* [Written instruction 1]: Tally the lines in the entries below that contain the string "plastic", treating uppercase and lowercase as different, and reply with the number alone.

* [Supplied text]:
Interview with Erin Summers, Oculus
Earlier this month, I interviewed Erin Summers for F equals. Erin is a Software Engineer at Oculus / Facebook and co-founder of wogrammer - a platform highlighting female engineers and their stories. Erin studied Electrical and Computer Engineering before getting her PhD in Electrical Engineering and Computer Science from Berkeley. Since graduating, Erin has worked at NASA, and then Facebook and Oculus.
Newnham: Can you tell us about your background – growing up, how would your friends and family have described you?
Summers: I was a very curious kid. I loved math and science. I remember learning about fractions and being very satisfied with canceling numerators and denominators. My parents said I always asked a lot of questions about how things worked.
Newnham: And when did you first get interested in tech and engineering?

* [Task data]:

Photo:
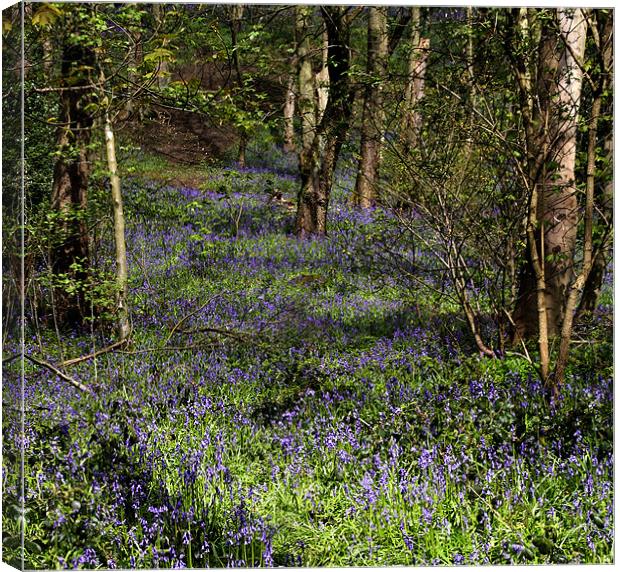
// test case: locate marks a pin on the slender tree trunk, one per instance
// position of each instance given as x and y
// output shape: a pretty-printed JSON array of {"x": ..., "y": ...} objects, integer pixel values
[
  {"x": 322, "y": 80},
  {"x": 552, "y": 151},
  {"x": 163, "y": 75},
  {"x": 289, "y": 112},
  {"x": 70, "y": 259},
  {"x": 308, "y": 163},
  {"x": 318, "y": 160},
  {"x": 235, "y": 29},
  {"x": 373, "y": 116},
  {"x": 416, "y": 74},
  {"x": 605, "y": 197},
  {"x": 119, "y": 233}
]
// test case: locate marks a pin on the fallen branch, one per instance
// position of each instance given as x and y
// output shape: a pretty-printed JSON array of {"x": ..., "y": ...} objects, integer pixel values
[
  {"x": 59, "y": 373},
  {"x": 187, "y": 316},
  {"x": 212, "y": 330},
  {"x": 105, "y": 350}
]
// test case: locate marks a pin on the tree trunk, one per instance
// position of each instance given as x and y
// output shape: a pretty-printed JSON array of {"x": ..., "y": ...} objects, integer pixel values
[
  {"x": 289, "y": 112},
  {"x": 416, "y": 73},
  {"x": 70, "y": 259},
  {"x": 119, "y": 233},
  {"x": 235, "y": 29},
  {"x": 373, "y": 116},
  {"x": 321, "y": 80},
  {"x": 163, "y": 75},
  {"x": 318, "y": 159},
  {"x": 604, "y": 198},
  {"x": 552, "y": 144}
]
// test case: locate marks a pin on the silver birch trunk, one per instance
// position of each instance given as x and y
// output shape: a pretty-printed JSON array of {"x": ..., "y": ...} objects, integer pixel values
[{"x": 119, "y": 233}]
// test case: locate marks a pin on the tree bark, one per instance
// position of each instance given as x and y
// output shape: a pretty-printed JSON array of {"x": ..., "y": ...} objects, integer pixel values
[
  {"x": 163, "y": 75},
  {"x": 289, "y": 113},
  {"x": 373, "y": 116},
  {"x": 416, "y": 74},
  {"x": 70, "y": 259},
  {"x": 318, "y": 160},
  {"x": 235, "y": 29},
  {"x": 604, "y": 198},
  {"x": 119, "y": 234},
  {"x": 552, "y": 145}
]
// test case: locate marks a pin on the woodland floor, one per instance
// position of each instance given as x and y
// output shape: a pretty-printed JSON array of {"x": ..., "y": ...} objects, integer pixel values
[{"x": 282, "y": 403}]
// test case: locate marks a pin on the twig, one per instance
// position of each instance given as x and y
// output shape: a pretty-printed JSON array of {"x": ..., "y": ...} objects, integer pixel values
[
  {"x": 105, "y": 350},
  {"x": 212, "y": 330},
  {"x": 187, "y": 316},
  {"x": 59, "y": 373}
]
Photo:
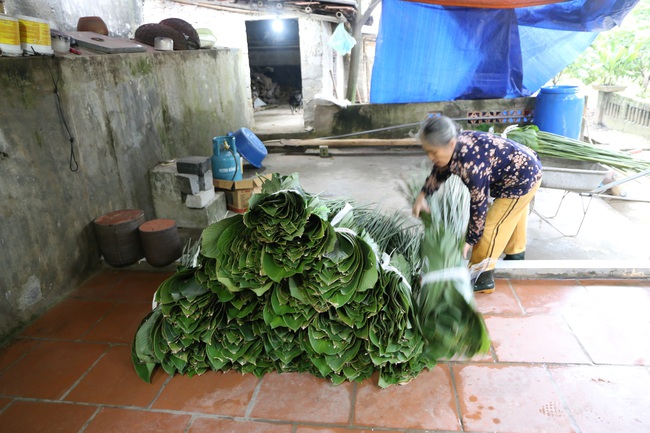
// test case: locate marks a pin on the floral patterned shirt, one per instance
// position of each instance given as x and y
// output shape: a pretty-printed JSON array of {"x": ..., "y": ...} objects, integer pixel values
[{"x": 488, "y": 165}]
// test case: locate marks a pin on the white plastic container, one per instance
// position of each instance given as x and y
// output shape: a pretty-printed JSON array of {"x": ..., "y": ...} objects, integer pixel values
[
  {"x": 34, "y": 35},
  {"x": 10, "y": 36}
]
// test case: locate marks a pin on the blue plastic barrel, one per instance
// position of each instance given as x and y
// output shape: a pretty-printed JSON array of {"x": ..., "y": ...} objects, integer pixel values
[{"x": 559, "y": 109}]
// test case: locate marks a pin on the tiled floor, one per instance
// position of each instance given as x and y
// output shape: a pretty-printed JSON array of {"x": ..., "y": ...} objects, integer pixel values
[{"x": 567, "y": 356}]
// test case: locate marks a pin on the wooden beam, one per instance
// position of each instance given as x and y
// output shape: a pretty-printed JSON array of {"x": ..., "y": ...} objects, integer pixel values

* [Written instruction 2]: Retype the interview with Erin Summers in full, with no changes.

* [Result 1]: 2

* [Result 2]:
Interview with Erin Summers, Oculus
Earlier this month, I interviewed Erin Summers for F equals. Erin is a Software Engineer at Oculus / Facebook and co-founder of wogrammer - a platform highlighting female engineers and their stories. Erin studied Electrical and Computer Engineering before getting her PhD in Electrical Engineering and Computer Science from Berkeley. Since graduating, Erin has worked at NASA, and then Facebook and Oculus.
Newnham: Can you tell us about your background – growing up, how would your friends and family have described you?
Summers: I was a very curious kid. I loved math and science. I remember learning about fractions and being very satisfied with canceling numerators and denominators. My parents said I always asked a lot of questions about how things worked.
Newnham: And when did you first get interested in tech and engineering?